#### To do
Repeat everything in the material exactly.

[Begin Recorded information]

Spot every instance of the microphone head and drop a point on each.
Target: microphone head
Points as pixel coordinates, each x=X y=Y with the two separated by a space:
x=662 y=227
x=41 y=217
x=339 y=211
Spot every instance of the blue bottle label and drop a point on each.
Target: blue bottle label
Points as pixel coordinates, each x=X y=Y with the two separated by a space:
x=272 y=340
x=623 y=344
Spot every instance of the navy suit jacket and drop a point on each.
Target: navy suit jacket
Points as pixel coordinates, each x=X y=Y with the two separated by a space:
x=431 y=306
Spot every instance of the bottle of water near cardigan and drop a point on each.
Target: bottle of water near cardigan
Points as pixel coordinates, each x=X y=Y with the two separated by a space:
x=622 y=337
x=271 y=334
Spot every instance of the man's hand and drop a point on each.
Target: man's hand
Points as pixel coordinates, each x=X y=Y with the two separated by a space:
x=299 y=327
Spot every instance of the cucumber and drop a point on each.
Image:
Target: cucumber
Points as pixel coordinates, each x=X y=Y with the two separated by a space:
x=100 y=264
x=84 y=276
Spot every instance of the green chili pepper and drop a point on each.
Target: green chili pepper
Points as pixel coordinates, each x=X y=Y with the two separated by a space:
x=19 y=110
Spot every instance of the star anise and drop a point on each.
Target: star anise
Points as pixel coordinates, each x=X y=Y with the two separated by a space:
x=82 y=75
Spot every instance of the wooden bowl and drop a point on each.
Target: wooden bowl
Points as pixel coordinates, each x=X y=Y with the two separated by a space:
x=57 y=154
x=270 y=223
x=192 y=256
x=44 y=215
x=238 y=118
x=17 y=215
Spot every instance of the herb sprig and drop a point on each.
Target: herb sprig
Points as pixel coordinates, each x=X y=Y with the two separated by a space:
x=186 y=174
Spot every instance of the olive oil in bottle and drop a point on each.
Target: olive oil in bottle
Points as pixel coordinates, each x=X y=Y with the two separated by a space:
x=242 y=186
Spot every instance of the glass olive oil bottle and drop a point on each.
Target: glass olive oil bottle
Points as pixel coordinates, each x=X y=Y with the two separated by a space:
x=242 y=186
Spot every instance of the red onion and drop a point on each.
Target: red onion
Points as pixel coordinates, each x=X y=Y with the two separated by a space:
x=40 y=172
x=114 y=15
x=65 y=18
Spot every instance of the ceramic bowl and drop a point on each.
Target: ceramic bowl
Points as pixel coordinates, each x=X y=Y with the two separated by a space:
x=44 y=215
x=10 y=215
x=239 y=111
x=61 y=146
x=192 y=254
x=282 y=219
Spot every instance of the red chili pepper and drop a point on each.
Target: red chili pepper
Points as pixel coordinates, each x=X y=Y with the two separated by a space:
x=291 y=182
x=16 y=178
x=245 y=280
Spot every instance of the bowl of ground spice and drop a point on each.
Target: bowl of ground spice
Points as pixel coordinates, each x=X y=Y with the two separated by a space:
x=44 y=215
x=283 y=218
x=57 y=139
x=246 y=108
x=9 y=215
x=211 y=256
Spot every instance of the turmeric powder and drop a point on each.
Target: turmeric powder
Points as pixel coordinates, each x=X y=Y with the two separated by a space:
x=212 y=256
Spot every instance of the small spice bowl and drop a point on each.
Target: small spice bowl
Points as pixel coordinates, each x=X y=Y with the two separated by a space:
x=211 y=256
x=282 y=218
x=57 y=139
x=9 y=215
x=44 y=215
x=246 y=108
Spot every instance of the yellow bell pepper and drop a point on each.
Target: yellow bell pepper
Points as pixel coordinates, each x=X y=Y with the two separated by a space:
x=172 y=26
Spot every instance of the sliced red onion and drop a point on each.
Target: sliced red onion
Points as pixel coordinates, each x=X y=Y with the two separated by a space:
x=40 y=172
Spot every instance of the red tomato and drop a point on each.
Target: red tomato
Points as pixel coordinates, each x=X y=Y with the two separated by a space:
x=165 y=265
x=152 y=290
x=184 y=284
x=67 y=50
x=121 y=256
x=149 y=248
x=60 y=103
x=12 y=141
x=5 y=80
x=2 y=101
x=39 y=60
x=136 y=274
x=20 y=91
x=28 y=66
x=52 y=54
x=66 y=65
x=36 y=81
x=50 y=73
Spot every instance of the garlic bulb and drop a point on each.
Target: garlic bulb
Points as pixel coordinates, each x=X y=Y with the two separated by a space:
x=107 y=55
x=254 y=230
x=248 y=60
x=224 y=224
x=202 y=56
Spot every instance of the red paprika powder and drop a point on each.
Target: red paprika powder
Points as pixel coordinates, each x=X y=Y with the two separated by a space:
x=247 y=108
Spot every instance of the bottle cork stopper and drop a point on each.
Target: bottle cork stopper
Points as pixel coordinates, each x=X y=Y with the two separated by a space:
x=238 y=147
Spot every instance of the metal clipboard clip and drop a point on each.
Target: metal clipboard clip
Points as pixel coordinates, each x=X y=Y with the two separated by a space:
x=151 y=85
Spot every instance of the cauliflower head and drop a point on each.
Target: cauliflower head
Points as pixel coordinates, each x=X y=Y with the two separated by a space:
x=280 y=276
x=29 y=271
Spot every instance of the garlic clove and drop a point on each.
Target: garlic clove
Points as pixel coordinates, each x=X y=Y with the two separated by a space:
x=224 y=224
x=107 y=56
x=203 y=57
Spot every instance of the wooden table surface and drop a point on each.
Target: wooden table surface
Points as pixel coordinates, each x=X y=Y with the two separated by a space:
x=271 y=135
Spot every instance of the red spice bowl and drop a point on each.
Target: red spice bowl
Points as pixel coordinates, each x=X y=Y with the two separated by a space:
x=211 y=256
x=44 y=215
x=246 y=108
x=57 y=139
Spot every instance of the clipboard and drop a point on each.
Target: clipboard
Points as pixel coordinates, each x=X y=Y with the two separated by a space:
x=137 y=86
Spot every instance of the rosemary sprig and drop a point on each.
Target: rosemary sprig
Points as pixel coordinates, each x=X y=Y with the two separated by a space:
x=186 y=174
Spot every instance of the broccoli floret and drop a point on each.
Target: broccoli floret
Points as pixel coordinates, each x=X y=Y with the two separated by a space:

[End Recorded information]

#### Answer
Spot every instance of the microphone head and drop a point on each.
Target: microphone head
Points as pixel coordinates, each x=X y=Y with the two separated by a space:
x=662 y=227
x=41 y=217
x=339 y=211
Spot every instance of the blue bottle label and drop a point on each.
Target: blue bottle label
Points as pixel coordinates, each x=X y=Y with the two separated by a space:
x=272 y=340
x=623 y=344
Spot every instance of the navy suit jacket and drop a point on each.
Target: navy suit jacket
Points as pixel coordinates, each x=X y=Y with the two separated by a space:
x=431 y=306
Spot every instance of the bottle of water near cardigan and drop a point on each.
Target: bottle of water near cardigan
Points as pixel coordinates, each x=X y=Y with the two separated by a space:
x=622 y=337
x=271 y=334
Spot every instance of the man's hand and drop a point on each.
Target: man's hand
Points as pixel coordinates, each x=X y=Y with the two separated by a space:
x=299 y=327
Spot every instance of the cucumber and drop a point on each.
Image:
Target: cucumber
Points as pixel coordinates, each x=X y=Y with the two separated by a space:
x=100 y=264
x=84 y=276
Spot every instance of the green chili pepper and drop a point on each.
Target: green chili pepper
Points as pixel coordinates, each x=X y=Y with the two separated by a space:
x=19 y=110
Spot every instance of the star anise and drop a point on each.
Target: star anise
Points as pixel coordinates, each x=X y=Y with the two separated by a space:
x=82 y=75
Spot every instance of the wooden bowl and drop a point on each.
Target: wooden bowl
Points as pixel coordinates, each x=X y=Y with the two separated by a space:
x=57 y=154
x=270 y=223
x=192 y=256
x=44 y=215
x=238 y=118
x=17 y=215
Spot every instance of the herb sprig and drop a point on each.
Target: herb sprig
Points as pixel coordinates, each x=X y=Y with the two separated by a space:
x=186 y=174
Spot every instance of the olive oil in bottle and drop a point on each.
Target: olive oil in bottle
Points as pixel coordinates, each x=X y=Y with the two separated by a space:
x=242 y=186
Spot every instance of the glass olive oil bottle and drop a point on each.
Target: glass olive oil bottle
Points as pixel coordinates, each x=X y=Y with the two separated by a space:
x=242 y=186
Spot every instance of the red onion and drop a point on each.
Target: red onion
Points as pixel coordinates, each x=X y=Y with the two separated by a space:
x=40 y=172
x=114 y=15
x=65 y=18
Spot every instance of the ceramic bowl and drop a point on each.
Target: ceramic bowl
Points as pixel coordinates, each x=X y=Y with the two separated by a space:
x=44 y=215
x=10 y=215
x=239 y=111
x=61 y=146
x=192 y=254
x=282 y=219
Spot every instance of the red chili pepper and drop a point on each.
Target: red chili pepper
Points as pixel coordinates, each x=X y=Y with the two separated by a space:
x=291 y=182
x=16 y=178
x=245 y=280
Spot every instance of the bowl of ground spice and drop a point on each.
Target: bowl of ground spice
Points as pixel coordinates, each x=X y=Y with the two separated by a space:
x=44 y=215
x=283 y=218
x=57 y=139
x=246 y=108
x=9 y=215
x=211 y=256
Spot every instance of the turmeric powder and drop a point on each.
Target: turmeric powder
Points as pixel coordinates, each x=X y=Y with the two separated by a space:
x=212 y=256
Spot every instance of the small spice bowl and drop a point on each.
Target: small spice bowl
Points as pixel coordinates, each x=X y=Y with the two separated by a space:
x=211 y=256
x=282 y=218
x=57 y=139
x=9 y=215
x=44 y=215
x=246 y=108
Spot every instance of the yellow bell pepper and drop a point on each.
Target: yellow bell pepper
Points as pixel coordinates, each x=X y=Y with the two separated by a space:
x=172 y=26
Spot every instance of the sliced red onion and drop a point on each.
Target: sliced red onion
Points as pixel coordinates, each x=X y=Y with the two separated by a space:
x=40 y=172
Spot every instance of the red tomato and drop a point on each.
Target: red tomato
Points as pixel coordinates, each x=X y=Y with the two separated by a space:
x=165 y=265
x=152 y=290
x=184 y=284
x=67 y=50
x=121 y=256
x=149 y=248
x=60 y=103
x=12 y=141
x=5 y=80
x=2 y=101
x=39 y=60
x=136 y=274
x=20 y=91
x=28 y=66
x=52 y=54
x=66 y=65
x=36 y=81
x=50 y=73
Spot every instance of the garlic bulb and drop a point on each.
Target: garlic bulb
Points as pixel coordinates, each x=X y=Y with the two separated by a space:
x=107 y=55
x=254 y=230
x=248 y=60
x=224 y=224
x=202 y=56
Spot every instance of the red paprika powder and drop a point on each.
Target: red paprika powder
Points as pixel coordinates, each x=X y=Y with the two separated by a space:
x=247 y=108
Spot every instance of the bottle cork stopper and drop a point on each.
Target: bottle cork stopper
Points as pixel coordinates, each x=X y=Y with the two separated by a space:
x=238 y=147
Spot every instance of the metal clipboard clip and drop a point on each.
Target: metal clipboard clip
Points as pixel coordinates, each x=X y=Y with the two separated by a space:
x=151 y=85
Spot every instance of the cauliflower head and drop a point on each.
Target: cauliflower head
Points as pixel coordinates, each x=X y=Y with the two separated by a space:
x=280 y=276
x=29 y=271
Spot every instance of the garlic clove and drop a point on each.
Target: garlic clove
Points as pixel coordinates, each x=X y=Y with the two separated by a space:
x=224 y=224
x=107 y=56
x=203 y=57
Spot every instance of the wooden table surface and drop a point on each.
Target: wooden table surface
Points as pixel coordinates, each x=X y=Y with the two separated by a space:
x=271 y=135
Spot every instance of the red spice bowl and drop a point on each.
Target: red spice bowl
Points as pixel coordinates, each x=X y=Y with the two separated by a space:
x=211 y=256
x=44 y=215
x=246 y=108
x=57 y=139
Spot every instance of the clipboard and drop a point on each.
Target: clipboard
Points as pixel coordinates, each x=X y=Y with the two separated by a space:
x=137 y=86
Spot every instance of the rosemary sprig and drop a point on each.
Target: rosemary sprig
Points as pixel coordinates, each x=X y=Y with the two separated by a space:
x=186 y=174
Spot every instance of the broccoli floret and drop a point on each.
Target: broccoli floret
Points as pixel coordinates, each x=X y=Y with the two separated by a space:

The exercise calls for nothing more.